══ Supplied material

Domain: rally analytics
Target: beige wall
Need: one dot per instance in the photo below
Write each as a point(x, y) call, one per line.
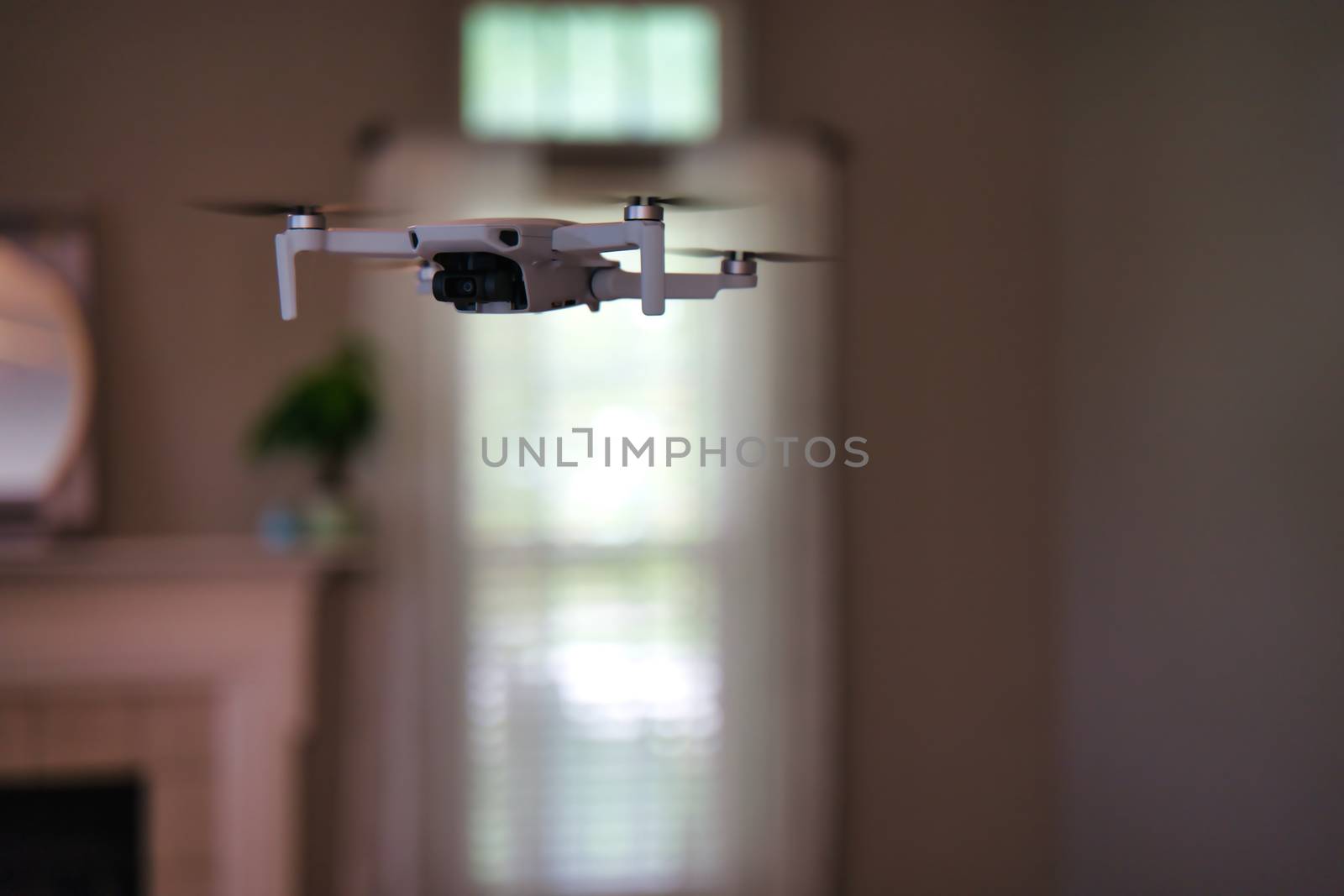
point(1202, 385)
point(945, 340)
point(138, 107)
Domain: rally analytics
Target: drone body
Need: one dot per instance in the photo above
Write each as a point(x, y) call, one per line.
point(517, 265)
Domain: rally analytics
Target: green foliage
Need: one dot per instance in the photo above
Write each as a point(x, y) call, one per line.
point(324, 412)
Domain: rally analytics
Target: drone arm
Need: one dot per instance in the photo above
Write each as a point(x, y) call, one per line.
point(380, 244)
point(613, 282)
point(645, 235)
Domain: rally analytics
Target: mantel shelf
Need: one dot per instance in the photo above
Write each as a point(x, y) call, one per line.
point(214, 557)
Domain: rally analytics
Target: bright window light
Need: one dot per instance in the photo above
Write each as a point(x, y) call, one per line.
point(591, 73)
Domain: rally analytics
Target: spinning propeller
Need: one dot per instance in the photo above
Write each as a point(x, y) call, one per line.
point(743, 262)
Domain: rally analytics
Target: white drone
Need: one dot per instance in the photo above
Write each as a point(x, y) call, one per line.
point(517, 265)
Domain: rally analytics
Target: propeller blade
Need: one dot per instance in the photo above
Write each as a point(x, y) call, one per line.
point(786, 257)
point(264, 208)
point(749, 255)
point(687, 202)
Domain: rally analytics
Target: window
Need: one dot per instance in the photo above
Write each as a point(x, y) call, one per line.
point(595, 647)
point(591, 73)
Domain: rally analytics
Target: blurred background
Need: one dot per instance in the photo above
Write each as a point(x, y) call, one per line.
point(269, 625)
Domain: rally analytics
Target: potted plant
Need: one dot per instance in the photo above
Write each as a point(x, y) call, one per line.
point(326, 412)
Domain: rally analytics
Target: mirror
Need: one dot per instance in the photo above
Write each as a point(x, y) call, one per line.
point(46, 372)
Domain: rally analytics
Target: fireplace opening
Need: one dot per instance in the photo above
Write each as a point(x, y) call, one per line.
point(71, 837)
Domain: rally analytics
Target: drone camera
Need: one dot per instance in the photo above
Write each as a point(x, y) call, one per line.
point(474, 280)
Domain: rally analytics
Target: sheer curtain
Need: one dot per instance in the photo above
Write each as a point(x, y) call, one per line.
point(612, 679)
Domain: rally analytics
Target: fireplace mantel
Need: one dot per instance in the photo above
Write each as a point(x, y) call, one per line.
point(215, 614)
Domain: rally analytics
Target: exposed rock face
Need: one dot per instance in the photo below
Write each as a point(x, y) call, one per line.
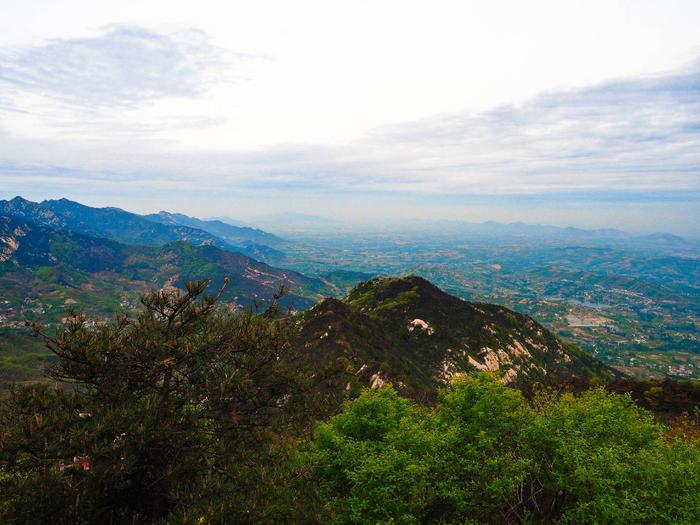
point(412, 334)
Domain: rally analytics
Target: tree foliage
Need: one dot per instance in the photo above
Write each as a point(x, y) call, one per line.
point(155, 417)
point(485, 455)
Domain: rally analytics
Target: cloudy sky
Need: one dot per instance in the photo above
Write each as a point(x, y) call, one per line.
point(575, 113)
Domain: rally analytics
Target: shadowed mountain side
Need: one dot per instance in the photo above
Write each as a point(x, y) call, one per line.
point(409, 332)
point(37, 262)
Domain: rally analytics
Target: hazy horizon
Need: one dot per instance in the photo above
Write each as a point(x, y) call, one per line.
point(553, 113)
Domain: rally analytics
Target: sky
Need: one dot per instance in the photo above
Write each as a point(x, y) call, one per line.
point(577, 113)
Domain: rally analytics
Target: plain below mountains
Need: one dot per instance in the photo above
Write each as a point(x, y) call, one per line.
point(43, 270)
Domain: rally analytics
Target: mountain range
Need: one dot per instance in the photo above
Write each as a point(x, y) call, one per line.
point(410, 333)
point(59, 256)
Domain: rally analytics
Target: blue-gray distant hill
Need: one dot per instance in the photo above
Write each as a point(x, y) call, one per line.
point(130, 228)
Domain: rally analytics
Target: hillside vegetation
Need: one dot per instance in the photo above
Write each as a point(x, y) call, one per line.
point(189, 413)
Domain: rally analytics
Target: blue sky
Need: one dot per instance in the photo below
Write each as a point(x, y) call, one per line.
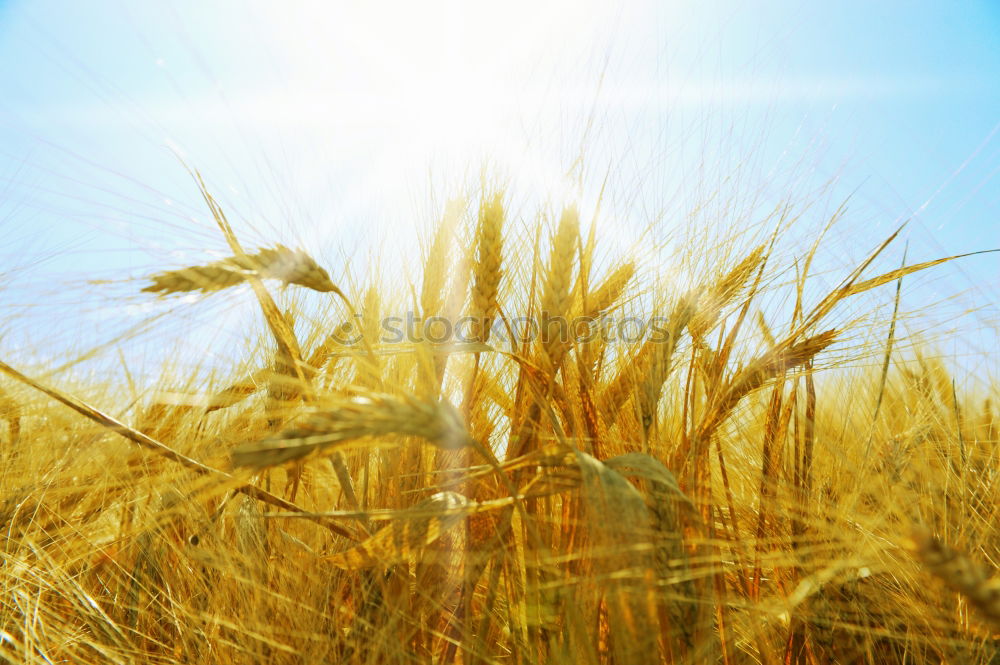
point(331, 124)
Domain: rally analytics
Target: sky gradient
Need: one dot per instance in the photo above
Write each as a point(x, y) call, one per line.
point(334, 125)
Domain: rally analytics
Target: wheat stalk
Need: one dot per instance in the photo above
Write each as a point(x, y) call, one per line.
point(488, 266)
point(555, 297)
point(287, 265)
point(979, 585)
point(344, 421)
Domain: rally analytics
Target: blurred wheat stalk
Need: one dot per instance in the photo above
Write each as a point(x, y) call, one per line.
point(699, 497)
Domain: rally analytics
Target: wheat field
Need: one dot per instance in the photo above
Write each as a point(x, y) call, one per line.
point(773, 475)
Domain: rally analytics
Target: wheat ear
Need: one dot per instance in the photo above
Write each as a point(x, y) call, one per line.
point(290, 266)
point(489, 262)
point(975, 582)
point(340, 423)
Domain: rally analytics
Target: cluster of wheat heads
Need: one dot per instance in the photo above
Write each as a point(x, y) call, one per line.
point(706, 496)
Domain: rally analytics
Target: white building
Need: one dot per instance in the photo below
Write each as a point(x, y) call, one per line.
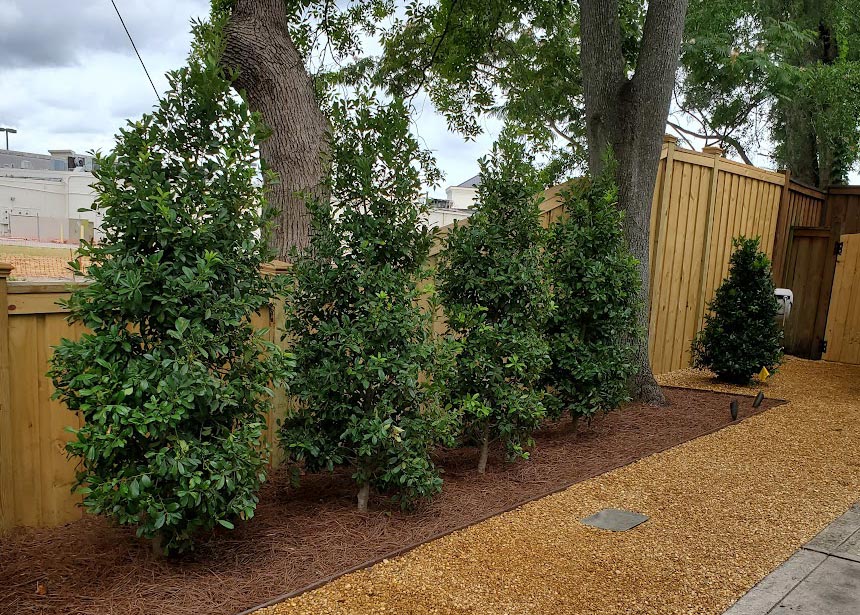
point(458, 205)
point(40, 197)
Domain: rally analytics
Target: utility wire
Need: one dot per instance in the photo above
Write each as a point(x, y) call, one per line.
point(131, 40)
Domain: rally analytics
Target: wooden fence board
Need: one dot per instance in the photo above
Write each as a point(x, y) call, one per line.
point(700, 202)
point(843, 322)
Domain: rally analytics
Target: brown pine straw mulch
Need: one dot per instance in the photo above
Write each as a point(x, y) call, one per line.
point(300, 536)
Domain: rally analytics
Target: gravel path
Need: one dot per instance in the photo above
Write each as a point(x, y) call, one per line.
point(725, 510)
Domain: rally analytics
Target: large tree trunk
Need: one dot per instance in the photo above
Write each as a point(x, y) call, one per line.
point(628, 115)
point(276, 83)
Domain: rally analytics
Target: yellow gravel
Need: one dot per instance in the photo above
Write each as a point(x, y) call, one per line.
point(725, 510)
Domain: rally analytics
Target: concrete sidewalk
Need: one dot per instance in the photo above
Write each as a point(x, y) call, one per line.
point(823, 577)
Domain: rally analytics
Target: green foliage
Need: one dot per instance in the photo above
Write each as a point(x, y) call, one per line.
point(596, 284)
point(519, 60)
point(496, 300)
point(172, 382)
point(362, 343)
point(784, 70)
point(741, 334)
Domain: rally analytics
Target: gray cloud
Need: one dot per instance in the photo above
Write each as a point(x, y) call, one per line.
point(69, 78)
point(51, 33)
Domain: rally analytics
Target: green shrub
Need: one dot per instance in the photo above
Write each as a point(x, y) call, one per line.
point(362, 343)
point(172, 382)
point(496, 301)
point(595, 288)
point(741, 334)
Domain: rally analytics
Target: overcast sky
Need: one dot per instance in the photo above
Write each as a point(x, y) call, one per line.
point(69, 77)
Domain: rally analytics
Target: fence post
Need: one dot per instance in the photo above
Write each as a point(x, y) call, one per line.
point(6, 508)
point(780, 241)
point(717, 154)
point(662, 221)
point(281, 401)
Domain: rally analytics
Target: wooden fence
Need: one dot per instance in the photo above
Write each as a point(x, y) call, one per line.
point(701, 201)
point(843, 320)
point(35, 475)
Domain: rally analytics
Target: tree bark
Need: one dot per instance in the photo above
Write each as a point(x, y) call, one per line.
point(276, 84)
point(628, 115)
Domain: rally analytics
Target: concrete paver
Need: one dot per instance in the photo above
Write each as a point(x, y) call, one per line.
point(822, 577)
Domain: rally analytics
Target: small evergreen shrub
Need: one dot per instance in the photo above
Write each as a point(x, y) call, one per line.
point(595, 289)
point(496, 300)
point(172, 382)
point(363, 345)
point(741, 334)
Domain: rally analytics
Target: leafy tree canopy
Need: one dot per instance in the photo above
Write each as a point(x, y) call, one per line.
point(596, 291)
point(784, 70)
point(172, 382)
point(741, 334)
point(363, 344)
point(497, 299)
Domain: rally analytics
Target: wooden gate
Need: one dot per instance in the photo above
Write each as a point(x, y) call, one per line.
point(808, 266)
point(843, 320)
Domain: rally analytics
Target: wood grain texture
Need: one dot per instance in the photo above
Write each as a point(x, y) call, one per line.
point(843, 321)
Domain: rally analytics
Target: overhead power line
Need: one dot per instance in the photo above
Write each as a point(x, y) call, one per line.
point(131, 40)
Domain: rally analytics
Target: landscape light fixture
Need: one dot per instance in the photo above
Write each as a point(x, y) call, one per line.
point(7, 131)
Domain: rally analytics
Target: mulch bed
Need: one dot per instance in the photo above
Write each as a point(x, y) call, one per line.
point(301, 536)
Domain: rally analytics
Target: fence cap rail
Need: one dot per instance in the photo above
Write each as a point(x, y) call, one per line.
point(19, 287)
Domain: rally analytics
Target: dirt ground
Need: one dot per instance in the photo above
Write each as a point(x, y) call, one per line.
point(304, 535)
point(724, 510)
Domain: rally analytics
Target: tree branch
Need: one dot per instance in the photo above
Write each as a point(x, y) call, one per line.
point(723, 138)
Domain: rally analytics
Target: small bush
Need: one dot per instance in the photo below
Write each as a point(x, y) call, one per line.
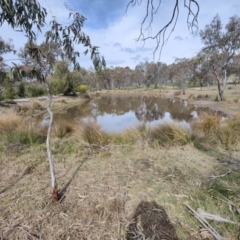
point(82, 89)
point(21, 90)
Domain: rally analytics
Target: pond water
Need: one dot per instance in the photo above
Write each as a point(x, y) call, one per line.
point(118, 113)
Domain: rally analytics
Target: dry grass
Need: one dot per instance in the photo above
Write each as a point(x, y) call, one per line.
point(92, 133)
point(15, 129)
point(62, 128)
point(177, 93)
point(107, 193)
point(172, 135)
point(207, 124)
point(9, 120)
point(125, 190)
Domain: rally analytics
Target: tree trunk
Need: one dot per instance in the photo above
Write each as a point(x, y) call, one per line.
point(220, 90)
point(55, 196)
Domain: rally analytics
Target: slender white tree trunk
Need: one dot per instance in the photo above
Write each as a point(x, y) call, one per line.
point(55, 196)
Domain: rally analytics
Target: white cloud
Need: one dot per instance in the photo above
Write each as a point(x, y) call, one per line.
point(121, 33)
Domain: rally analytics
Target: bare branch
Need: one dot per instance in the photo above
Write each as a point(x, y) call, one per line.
point(160, 36)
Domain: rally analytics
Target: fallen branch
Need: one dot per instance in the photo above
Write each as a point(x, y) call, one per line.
point(222, 175)
point(206, 224)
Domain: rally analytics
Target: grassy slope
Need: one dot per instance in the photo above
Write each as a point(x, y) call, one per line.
point(111, 190)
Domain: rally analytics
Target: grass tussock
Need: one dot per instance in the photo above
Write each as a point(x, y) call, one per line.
point(177, 93)
point(128, 137)
point(92, 133)
point(9, 120)
point(14, 129)
point(30, 107)
point(172, 135)
point(208, 123)
point(63, 128)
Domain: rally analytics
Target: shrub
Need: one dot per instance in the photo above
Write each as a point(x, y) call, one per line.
point(21, 90)
point(37, 91)
point(82, 88)
point(59, 86)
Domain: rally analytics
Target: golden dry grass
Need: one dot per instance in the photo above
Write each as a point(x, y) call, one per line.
point(9, 120)
point(110, 184)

════

__Task directions__: List every line of the data above that contains the word "light".

__Solution for this problem__:
Target: bright window light
Target: landscape light fixture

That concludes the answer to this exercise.